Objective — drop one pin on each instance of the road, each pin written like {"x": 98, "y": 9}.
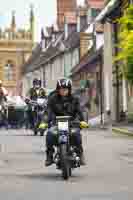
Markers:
{"x": 108, "y": 174}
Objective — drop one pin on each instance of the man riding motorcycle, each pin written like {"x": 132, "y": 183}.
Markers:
{"x": 35, "y": 92}
{"x": 3, "y": 99}
{"x": 63, "y": 103}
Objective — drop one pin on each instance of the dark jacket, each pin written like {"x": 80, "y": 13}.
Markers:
{"x": 68, "y": 106}
{"x": 33, "y": 93}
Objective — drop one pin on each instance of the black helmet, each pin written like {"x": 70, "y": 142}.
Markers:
{"x": 35, "y": 81}
{"x": 39, "y": 82}
{"x": 64, "y": 83}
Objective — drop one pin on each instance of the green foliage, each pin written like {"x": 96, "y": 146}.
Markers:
{"x": 126, "y": 44}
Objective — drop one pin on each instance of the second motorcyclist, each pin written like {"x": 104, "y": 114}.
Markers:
{"x": 33, "y": 94}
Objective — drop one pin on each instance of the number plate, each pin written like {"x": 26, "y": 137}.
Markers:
{"x": 63, "y": 139}
{"x": 63, "y": 126}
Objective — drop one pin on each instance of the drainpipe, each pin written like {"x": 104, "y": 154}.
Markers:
{"x": 117, "y": 74}
{"x": 101, "y": 90}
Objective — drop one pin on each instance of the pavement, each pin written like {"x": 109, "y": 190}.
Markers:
{"x": 107, "y": 175}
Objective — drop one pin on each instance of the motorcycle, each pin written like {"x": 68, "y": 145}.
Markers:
{"x": 67, "y": 156}
{"x": 2, "y": 114}
{"x": 39, "y": 113}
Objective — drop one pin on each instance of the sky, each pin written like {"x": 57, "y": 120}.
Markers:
{"x": 45, "y": 13}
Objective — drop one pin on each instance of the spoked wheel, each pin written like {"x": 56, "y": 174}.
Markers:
{"x": 65, "y": 165}
{"x": 41, "y": 133}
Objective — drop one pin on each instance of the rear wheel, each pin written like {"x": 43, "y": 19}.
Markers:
{"x": 65, "y": 165}
{"x": 42, "y": 133}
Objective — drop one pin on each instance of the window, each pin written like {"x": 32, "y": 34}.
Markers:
{"x": 8, "y": 71}
{"x": 95, "y": 12}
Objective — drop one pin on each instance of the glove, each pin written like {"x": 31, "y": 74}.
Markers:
{"x": 43, "y": 126}
{"x": 84, "y": 124}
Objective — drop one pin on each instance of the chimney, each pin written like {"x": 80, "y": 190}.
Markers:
{"x": 85, "y": 40}
{"x": 43, "y": 44}
{"x": 78, "y": 22}
{"x": 66, "y": 28}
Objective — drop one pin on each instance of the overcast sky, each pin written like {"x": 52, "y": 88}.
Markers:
{"x": 45, "y": 13}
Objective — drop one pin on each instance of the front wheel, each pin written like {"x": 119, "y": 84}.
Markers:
{"x": 42, "y": 133}
{"x": 65, "y": 165}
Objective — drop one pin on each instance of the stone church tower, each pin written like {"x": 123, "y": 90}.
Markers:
{"x": 15, "y": 48}
{"x": 65, "y": 7}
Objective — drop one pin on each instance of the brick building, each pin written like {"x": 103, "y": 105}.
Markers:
{"x": 15, "y": 48}
{"x": 65, "y": 8}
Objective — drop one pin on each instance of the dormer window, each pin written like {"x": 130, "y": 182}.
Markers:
{"x": 9, "y": 71}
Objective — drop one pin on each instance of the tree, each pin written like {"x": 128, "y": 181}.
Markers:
{"x": 125, "y": 54}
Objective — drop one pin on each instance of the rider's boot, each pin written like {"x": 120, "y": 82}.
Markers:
{"x": 82, "y": 157}
{"x": 49, "y": 158}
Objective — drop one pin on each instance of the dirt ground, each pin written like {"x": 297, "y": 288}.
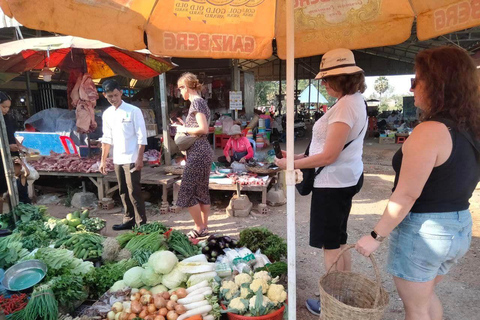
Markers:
{"x": 459, "y": 291}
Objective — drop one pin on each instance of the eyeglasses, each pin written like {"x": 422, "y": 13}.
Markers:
{"x": 413, "y": 83}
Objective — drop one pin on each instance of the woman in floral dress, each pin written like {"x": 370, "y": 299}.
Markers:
{"x": 194, "y": 192}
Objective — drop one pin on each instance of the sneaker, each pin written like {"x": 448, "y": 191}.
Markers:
{"x": 313, "y": 305}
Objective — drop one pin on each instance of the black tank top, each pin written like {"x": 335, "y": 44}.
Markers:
{"x": 450, "y": 185}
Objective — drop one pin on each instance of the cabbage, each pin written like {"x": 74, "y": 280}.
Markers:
{"x": 150, "y": 278}
{"x": 117, "y": 286}
{"x": 133, "y": 277}
{"x": 174, "y": 279}
{"x": 158, "y": 289}
{"x": 163, "y": 261}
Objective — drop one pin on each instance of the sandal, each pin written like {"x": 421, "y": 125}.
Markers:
{"x": 194, "y": 234}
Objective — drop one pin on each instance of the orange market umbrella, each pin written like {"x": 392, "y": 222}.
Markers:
{"x": 244, "y": 29}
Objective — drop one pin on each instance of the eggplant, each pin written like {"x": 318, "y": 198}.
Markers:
{"x": 221, "y": 244}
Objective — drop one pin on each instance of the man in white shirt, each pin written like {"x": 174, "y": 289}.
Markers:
{"x": 124, "y": 129}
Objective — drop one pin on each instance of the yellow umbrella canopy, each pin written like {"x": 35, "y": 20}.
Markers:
{"x": 244, "y": 28}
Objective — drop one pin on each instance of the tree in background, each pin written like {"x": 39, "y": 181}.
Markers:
{"x": 266, "y": 91}
{"x": 381, "y": 85}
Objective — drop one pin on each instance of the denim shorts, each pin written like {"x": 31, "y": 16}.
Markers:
{"x": 425, "y": 245}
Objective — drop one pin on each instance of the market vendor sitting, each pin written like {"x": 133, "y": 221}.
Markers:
{"x": 238, "y": 148}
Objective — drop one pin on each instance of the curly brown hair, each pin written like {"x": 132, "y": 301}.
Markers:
{"x": 451, "y": 86}
{"x": 347, "y": 83}
{"x": 191, "y": 81}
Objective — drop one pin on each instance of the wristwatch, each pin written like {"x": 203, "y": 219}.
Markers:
{"x": 376, "y": 236}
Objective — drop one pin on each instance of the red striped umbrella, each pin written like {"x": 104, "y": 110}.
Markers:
{"x": 99, "y": 59}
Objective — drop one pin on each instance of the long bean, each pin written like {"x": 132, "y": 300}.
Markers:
{"x": 42, "y": 305}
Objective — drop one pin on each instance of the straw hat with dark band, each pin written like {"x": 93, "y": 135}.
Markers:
{"x": 337, "y": 62}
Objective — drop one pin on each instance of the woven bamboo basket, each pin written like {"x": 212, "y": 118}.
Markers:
{"x": 173, "y": 169}
{"x": 262, "y": 170}
{"x": 349, "y": 295}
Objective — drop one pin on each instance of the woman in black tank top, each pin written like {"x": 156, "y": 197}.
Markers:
{"x": 437, "y": 169}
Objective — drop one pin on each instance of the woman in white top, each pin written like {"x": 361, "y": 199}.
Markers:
{"x": 342, "y": 176}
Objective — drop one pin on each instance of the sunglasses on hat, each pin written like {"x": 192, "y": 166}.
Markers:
{"x": 413, "y": 83}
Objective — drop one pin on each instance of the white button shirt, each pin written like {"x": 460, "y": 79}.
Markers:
{"x": 124, "y": 129}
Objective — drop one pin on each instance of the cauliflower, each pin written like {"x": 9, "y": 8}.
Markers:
{"x": 245, "y": 292}
{"x": 277, "y": 293}
{"x": 253, "y": 301}
{"x": 238, "y": 304}
{"x": 257, "y": 283}
{"x": 262, "y": 275}
{"x": 243, "y": 278}
{"x": 229, "y": 289}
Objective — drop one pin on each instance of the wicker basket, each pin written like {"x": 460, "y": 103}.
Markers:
{"x": 174, "y": 169}
{"x": 275, "y": 315}
{"x": 349, "y": 295}
{"x": 262, "y": 170}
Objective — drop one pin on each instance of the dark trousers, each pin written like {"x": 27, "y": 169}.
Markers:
{"x": 130, "y": 191}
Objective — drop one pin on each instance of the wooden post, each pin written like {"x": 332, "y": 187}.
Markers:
{"x": 162, "y": 79}
{"x": 8, "y": 166}
{"x": 29, "y": 95}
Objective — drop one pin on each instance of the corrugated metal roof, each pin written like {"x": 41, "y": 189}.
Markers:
{"x": 6, "y": 22}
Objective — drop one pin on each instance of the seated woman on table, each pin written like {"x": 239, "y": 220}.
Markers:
{"x": 238, "y": 148}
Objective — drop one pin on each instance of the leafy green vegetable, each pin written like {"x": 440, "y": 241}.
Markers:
{"x": 273, "y": 246}
{"x": 123, "y": 238}
{"x": 99, "y": 280}
{"x": 61, "y": 262}
{"x": 181, "y": 245}
{"x": 94, "y": 224}
{"x": 34, "y": 234}
{"x": 151, "y": 227}
{"x": 276, "y": 269}
{"x": 68, "y": 290}
{"x": 42, "y": 305}
{"x": 6, "y": 221}
{"x": 11, "y": 250}
{"x": 27, "y": 212}
{"x": 146, "y": 242}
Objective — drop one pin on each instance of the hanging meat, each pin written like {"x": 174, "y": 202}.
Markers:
{"x": 84, "y": 98}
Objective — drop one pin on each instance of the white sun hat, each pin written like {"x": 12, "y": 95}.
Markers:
{"x": 337, "y": 62}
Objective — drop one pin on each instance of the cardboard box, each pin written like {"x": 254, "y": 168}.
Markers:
{"x": 386, "y": 140}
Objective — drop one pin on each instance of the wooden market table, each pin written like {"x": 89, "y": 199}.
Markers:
{"x": 232, "y": 187}
{"x": 153, "y": 176}
{"x": 96, "y": 177}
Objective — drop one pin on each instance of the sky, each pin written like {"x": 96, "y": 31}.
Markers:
{"x": 401, "y": 84}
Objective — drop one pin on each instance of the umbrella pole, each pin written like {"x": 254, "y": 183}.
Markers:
{"x": 290, "y": 176}
{"x": 8, "y": 166}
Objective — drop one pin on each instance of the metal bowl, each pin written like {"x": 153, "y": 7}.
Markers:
{"x": 24, "y": 275}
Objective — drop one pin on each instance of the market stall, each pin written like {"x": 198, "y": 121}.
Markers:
{"x": 152, "y": 272}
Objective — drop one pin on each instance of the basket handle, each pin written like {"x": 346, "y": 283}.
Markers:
{"x": 375, "y": 268}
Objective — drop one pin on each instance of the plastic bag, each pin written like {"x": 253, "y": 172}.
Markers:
{"x": 238, "y": 167}
{"x": 227, "y": 124}
{"x": 33, "y": 173}
{"x": 261, "y": 260}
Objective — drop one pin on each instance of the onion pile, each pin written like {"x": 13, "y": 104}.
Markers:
{"x": 145, "y": 305}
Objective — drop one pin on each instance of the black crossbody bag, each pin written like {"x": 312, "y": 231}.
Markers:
{"x": 309, "y": 175}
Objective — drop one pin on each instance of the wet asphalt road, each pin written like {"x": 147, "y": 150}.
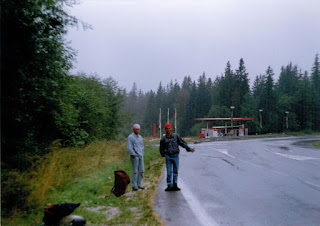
──────
## Work instruction
Lines with the string "metal" in the data above: say how many there are, giving the number alone.

## Solved problem
2